# [TO DO]
Reproduce the passage of the article on Virginius Dabney below, starting at "Monday, Dec. 04, 1944" and ending at "to 48 hours.".
[[ SUPPLIED PASSAGE, beginning ]]
Monday, Dec. 04, 1944
Dabney and the Doukhobors
Tall, scholarly, bespectacled Virginius Dabney, 43, lives like a typical upper-class Southerner in a white frame house in Richmond, Va., with his pretty, vivacious wife "Doug," their three children and a maid of all work named Cora. Last summer, eyeing Cora enviously, a Richmond lady told V Dabney's wife, "If V would stop talking so much we might have some cooks in our kitchens."
V Dabney's talk has long plagued conservative Virginians. As editor of the Richmond Times-Dispatch, he has tilted his pen at almost every Southern household god. He has offended the Solid South by urging its return to the two-party system. He has outraged the Baptist South by criticizing prohibition and fundamentalism. He incensed the cheap-labor South by leading a campaign which resulted in the shortening of the Virginia work week for women from 60 to 48 hours.
[[ SUPPLIED PASSAGE, end ]]
[[ SUPPLIED RECORDS, beginning ]]
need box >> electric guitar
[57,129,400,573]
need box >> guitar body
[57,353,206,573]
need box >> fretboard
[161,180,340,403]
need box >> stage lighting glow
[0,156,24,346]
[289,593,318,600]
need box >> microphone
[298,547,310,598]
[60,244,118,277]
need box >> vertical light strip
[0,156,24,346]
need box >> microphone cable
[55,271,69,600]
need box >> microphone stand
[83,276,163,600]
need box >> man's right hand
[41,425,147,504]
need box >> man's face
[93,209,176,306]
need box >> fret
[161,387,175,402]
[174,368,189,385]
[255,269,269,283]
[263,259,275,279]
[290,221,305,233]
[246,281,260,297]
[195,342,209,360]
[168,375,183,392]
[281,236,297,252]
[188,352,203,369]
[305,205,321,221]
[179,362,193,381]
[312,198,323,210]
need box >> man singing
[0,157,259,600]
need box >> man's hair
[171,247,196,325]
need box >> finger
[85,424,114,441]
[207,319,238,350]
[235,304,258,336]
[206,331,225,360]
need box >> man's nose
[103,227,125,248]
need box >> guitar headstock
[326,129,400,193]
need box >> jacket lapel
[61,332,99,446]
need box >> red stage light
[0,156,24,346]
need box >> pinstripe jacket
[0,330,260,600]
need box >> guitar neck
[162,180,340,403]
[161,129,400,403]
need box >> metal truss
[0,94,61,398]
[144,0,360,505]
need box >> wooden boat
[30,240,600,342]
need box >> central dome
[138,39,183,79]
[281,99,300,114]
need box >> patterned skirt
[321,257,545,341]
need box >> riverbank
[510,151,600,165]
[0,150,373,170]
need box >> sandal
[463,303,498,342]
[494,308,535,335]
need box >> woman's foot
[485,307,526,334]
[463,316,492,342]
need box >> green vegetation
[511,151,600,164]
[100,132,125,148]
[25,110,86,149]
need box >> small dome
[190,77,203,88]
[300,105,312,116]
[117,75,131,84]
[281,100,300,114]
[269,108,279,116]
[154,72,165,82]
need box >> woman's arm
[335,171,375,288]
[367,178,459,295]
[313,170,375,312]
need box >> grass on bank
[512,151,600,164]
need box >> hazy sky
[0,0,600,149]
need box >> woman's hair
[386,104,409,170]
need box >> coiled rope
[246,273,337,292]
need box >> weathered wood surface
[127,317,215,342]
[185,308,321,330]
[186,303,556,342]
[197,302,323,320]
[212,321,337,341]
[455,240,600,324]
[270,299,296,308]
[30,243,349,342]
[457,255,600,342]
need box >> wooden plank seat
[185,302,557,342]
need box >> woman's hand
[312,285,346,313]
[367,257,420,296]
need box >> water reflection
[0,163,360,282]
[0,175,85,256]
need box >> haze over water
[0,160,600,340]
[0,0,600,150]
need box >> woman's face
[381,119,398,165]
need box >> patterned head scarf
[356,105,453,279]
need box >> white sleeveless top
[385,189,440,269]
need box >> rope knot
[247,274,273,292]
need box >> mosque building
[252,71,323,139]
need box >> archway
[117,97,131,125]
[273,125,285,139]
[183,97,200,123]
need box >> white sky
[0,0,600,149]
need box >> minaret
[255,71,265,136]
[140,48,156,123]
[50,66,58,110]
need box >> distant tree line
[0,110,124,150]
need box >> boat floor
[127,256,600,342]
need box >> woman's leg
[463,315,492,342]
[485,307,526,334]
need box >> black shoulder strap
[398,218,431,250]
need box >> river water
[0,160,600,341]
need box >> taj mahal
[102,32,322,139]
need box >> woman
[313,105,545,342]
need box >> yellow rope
[[ SUPPLIED RECORDS, end ]]
# [EXERCISE ANSWER]
Monday, Dec. 04, 1944
Dabney and the Doukhobors
Tall, scholarly, bespectacled Virginius Dabney, 43, lives like a typical upper-class Southerner in a white frame house in Richmond, Va., with his pretty, vivacious wife "Doug," their three children and a maid of all work named Cora. Last summer, eyeing Cora enviously, a Richmond lady told V Dabney's wife, "If V would stop talking so much we might have some cooks in our kitchens."
V Dabney's talk has long plagued conservative Virginians. As editor of the Richmond Times-Dispatch, he has tilted his pen at almost every Southern household god. He has offended the Solid South by urging its return to the two-party system. He has outraged the Baptist South by criticizing prohibition and fundamentalism. He incensed the cheap-labor South by leading a campaign which resulted in the shortening of the Virginia work week for women from 60 to 48 hours.